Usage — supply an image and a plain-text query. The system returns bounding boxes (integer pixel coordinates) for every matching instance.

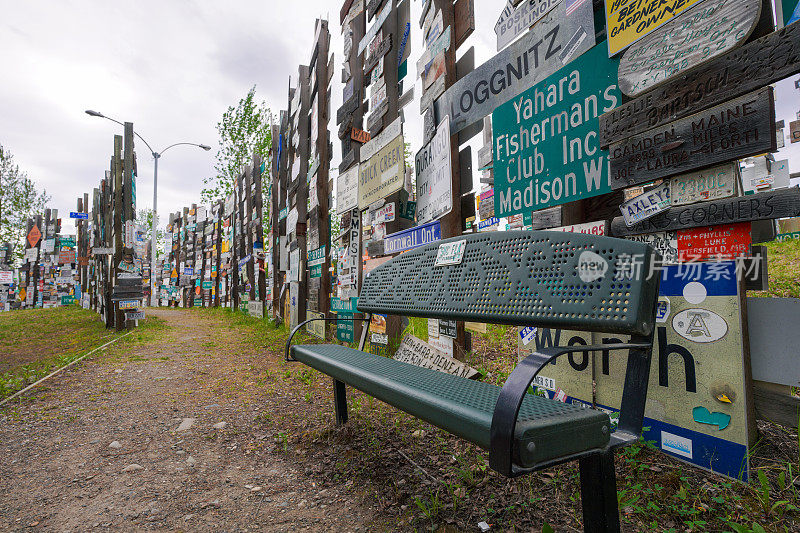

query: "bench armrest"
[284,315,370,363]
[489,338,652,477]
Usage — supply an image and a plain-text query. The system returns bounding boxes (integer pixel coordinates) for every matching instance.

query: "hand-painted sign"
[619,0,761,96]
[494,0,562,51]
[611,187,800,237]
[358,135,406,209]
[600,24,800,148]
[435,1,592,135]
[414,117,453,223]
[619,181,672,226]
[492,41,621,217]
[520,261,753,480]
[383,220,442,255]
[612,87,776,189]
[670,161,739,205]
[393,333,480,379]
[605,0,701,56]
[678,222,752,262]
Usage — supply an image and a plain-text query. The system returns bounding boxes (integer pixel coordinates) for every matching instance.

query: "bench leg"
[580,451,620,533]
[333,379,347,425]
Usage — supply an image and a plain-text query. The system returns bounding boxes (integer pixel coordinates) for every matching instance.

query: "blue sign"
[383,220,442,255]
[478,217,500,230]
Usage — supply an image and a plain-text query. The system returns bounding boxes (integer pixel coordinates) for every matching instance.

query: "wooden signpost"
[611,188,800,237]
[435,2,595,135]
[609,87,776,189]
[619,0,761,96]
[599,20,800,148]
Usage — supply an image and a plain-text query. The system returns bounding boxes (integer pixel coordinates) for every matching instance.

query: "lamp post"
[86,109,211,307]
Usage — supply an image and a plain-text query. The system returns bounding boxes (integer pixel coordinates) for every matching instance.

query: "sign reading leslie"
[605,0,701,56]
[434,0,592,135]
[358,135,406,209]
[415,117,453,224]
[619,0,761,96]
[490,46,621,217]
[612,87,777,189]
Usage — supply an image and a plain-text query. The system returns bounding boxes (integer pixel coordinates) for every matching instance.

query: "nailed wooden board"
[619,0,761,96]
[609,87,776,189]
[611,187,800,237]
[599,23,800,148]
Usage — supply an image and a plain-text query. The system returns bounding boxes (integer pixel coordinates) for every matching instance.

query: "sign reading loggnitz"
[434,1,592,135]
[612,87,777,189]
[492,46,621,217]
---
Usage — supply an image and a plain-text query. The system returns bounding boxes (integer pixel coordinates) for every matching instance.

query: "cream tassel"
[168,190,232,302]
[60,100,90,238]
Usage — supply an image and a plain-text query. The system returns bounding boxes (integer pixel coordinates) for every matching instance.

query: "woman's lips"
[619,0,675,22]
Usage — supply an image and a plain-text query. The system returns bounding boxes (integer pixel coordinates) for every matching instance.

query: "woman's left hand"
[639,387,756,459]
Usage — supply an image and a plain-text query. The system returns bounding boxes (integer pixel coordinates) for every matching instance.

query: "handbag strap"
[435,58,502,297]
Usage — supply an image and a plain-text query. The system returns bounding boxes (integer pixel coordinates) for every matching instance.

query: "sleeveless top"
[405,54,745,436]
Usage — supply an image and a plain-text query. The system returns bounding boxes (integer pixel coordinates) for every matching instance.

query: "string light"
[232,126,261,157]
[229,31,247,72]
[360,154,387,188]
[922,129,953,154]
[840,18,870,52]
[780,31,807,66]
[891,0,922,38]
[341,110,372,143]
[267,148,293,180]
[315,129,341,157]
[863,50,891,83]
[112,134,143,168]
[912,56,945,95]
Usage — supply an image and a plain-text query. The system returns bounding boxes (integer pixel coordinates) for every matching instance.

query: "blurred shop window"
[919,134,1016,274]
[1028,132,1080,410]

• What you have to do
Extract each line from the records above that contains the word "wooden".

• Exercise solution
query: "wooden signpost"
query: "nailed wooden board"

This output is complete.